| Consignes |
**1)** Mettez à jour le passage du texte sur l'enquête de l'UES qui commence par « Le 24 mars 2022, le » et se poursuit jusqu'à « blessure du plaignant. ». Remplacez « plaignant » par « conducteur ».
**2)** Rédigez la suite du texte sur l'enquête de l'UES, en reprenant après sa dernière phrase.

| Texte |
******

Le plaignant et un des passagers ont été arrêtés sur place et placés sous garde. Le deuxième passager est sorti du véhicule et s’est enfui en courant avant d’être aussi arrêté.

Dispositions législatives pertinentes

Article 320.13 (2) du Code criminel – Conduite dangereuse causant des lésions corporelles

(2) Commet une infraction quiconque conduit un moyen de transport d’une façon dangereuse pour le public, eu égard aux circonstances, et cause ainsi des lésions corporelles à une autre personne.


 

Analyse et décision du directeur

Le 24 mars 2022, le plaignant a subi une blessure grave lorsqu’il a percuté le véhicule qu’il conduisait. Comme, à ce moment-là, le véhicule était poursuivi par des agents du SPRH, l’UES a été avisée et a ouvert une enquête. L’enquête est maintenant terminée. Après avoir évalué les éléments de preuve, j’estime qu’il n’y a pas de motifs raisonnables de croire que l’un ou l’autre des agents du SPRH ait commis une infraction criminelle en lien avec la blessure du plaignant.

******

| Données sources |
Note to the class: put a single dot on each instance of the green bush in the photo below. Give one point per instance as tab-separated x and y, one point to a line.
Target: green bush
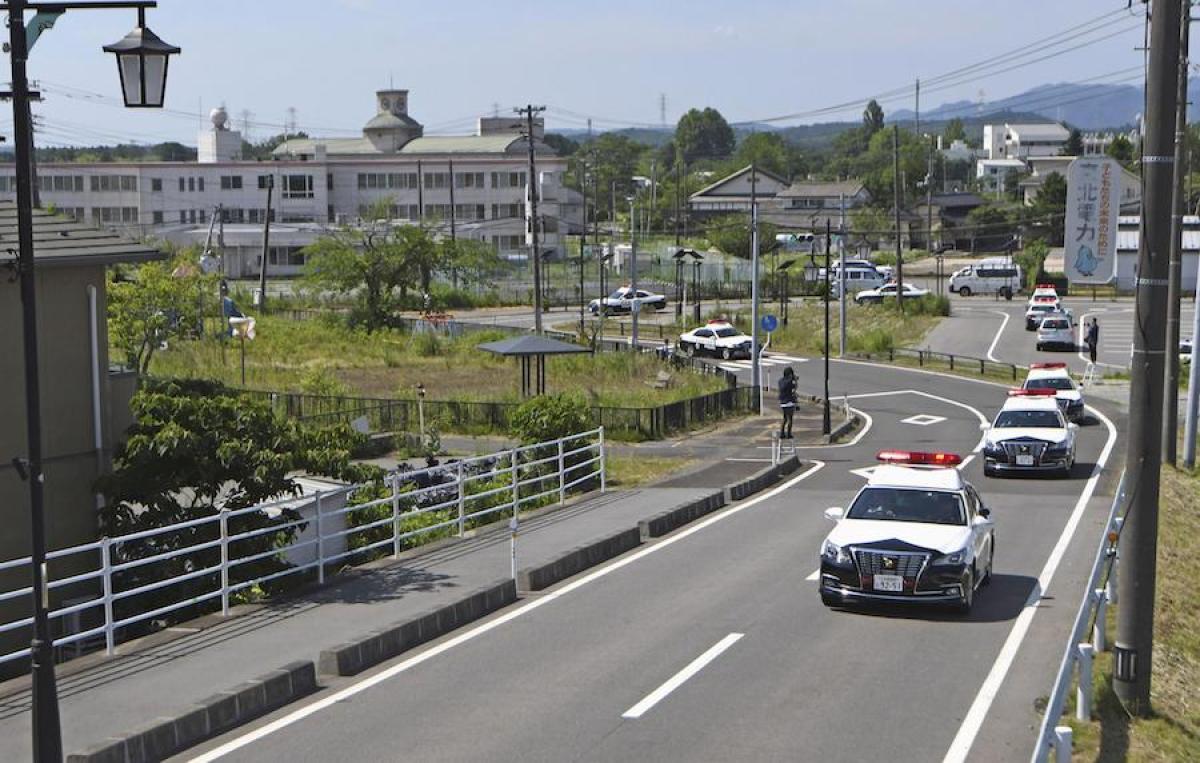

******

| Réponses |
**1)**
Le 24 mars 2022, le conducteur a subi une blessure grave lorsqu’il a percuté le véhicule qu’il conduisait. Comme, à ce moment-là, le véhicule était poursuivi par des agents du SPRH, l’UES a été avisée et a ouvert une enquête. L’enquête est maintenant terminée. Après avoir évalué les éléments de preuve, j’estime qu’il n’y a pas de motifs raisonnables de croire que l’un ou l’autre des agents du SPRH ait commis une infraction criminelle en lien avec la blessure du conducteur.

**2)**
L’infraction à prendre en considération est la conduite dangereuse causant des lésions corporelles, une infraction visée par le paragraphe 320.13 (2) du Code criminel. S’agissant d’une infraction de négligence criminelle, un simple manque de diligence ne suffira pas à engager la responsabilité. Ce qui est nécessaire, entre autres, est une négligence qui constitue un écart marqué et important par rapport à la diligence dont une personne raisonnable aurait fait preuve dans les mêmes circonstances. En l’espèce, il faut donc déterminer si les agents ont fait preuve d’un manque de diligence qui a causé l’accident, ou y a contribué, et qui était suffisamment flagrant pour justifier une sanction pénale. À mon avis, ce n’est pas le cas.

L’AT no 2, l’AT no 1 et l’AT no 3 exerçaient légalement leurs fonctions au moment des événements en question. On les avait avisés d’un appel provenant d’une maison du secteur signalant que des personnes tentaient d’ouvrir de force une boîte aux lettres sur Rosefield Drive. Les agents avaient des raisons de croire que ces personnes étaient également impliquées dans un vol commis récemment dans un magasin Circle K à quelques kilomètres de là. Dans les deux cas, on soupçonnait que les suspects étaient armés. J’accepte donc que les agents étaient en droit de chercher à arrêter le véhicule pour enquêter sur ces infractions criminelles.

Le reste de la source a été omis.